Task objective ▸
Return every line of the listing below unchanged, omitting the pictures.

Available records ▸

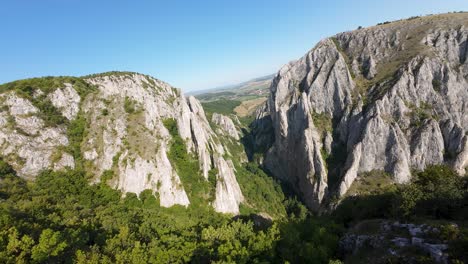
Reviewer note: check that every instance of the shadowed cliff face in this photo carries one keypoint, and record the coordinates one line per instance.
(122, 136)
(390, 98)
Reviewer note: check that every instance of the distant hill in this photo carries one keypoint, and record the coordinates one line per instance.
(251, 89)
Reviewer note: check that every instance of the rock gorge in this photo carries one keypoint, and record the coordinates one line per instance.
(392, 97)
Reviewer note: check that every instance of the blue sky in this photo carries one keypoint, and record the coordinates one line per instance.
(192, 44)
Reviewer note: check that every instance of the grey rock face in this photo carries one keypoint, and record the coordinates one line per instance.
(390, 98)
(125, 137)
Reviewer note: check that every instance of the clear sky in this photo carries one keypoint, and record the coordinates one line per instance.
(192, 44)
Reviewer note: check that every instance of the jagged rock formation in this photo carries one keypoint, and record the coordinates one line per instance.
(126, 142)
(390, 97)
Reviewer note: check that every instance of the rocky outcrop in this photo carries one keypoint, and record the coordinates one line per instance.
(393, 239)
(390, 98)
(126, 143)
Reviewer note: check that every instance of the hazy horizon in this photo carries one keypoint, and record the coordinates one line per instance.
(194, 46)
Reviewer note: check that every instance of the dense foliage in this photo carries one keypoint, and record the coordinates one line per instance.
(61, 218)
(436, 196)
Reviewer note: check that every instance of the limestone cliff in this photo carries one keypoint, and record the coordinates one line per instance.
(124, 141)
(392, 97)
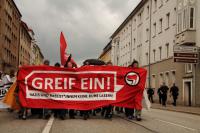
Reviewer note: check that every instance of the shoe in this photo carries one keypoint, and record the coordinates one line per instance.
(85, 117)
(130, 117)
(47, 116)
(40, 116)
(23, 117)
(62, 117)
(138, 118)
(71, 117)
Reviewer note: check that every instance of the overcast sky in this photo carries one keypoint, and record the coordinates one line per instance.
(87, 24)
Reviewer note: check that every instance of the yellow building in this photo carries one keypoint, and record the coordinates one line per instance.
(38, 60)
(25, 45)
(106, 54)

Solution for this task ▸
Reviewer note: check that every instance of the shadowed cliff face in this photo carries one keypoint, and record the coordinates one line per instance.
(122, 136)
(390, 98)
Reviewer note: check that every instance of the distant hill in this photo carries one keypoint, and record the coordinates one line per instance.
(251, 89)
Reviewer note: check that every instance of the rock gorge in this photo carries one keypoint, and record the coordinates one line per instance.
(392, 97)
Reviewer note: check that every instance of the blue sky in this photo carries one keypoint, and record the coordinates one line per instance.
(192, 44)
Reviewer note: check that every instance of the grey rock face in this photo carries one keypoint, and record the coordinates one line per instance.
(390, 98)
(125, 137)
Reviewer note: check that every instance of the clear sky in this photo carries one keypoint, and record the coordinates one line per instance.
(192, 44)
Reviewer note: check that every instance of the jagged rock formation in this photo carries one keypoint, and record the coordinates one line per instance.
(126, 142)
(390, 97)
Reviewer note: check that every instance of the rocky outcrop in this photo carries one keypoint, and record the coordinates one line per instance.
(393, 239)
(390, 98)
(126, 143)
Reviewer note: check that every instance of the hazy horizon in this photo carries one keypoint, and record the coordinates one line per instance.
(194, 46)
Reviewer note: check that every instance of the dense foliage in this photo carries one keypoint, and record the coordinates one line per instance.
(61, 218)
(436, 196)
Reviewer note: check that every instance of the limestone cliff in this photo carries one keypoint, and record the coordinates one line per instance.
(124, 141)
(392, 97)
Reviewer note: check that every instance of the shoe in this photo carries one keypoint, and record the coordinates one line per instance.
(85, 117)
(130, 117)
(47, 116)
(40, 116)
(23, 117)
(62, 117)
(138, 118)
(71, 117)
Reviewer note: check that every instance of the overcast sky in this photo carries one keypoint, and record the coordinates one line per instance.
(87, 24)
Reviewer note: check that every instance of the yellow building in this photo carries one keypoint, and record the coordinates one line per instance.
(38, 60)
(25, 45)
(106, 54)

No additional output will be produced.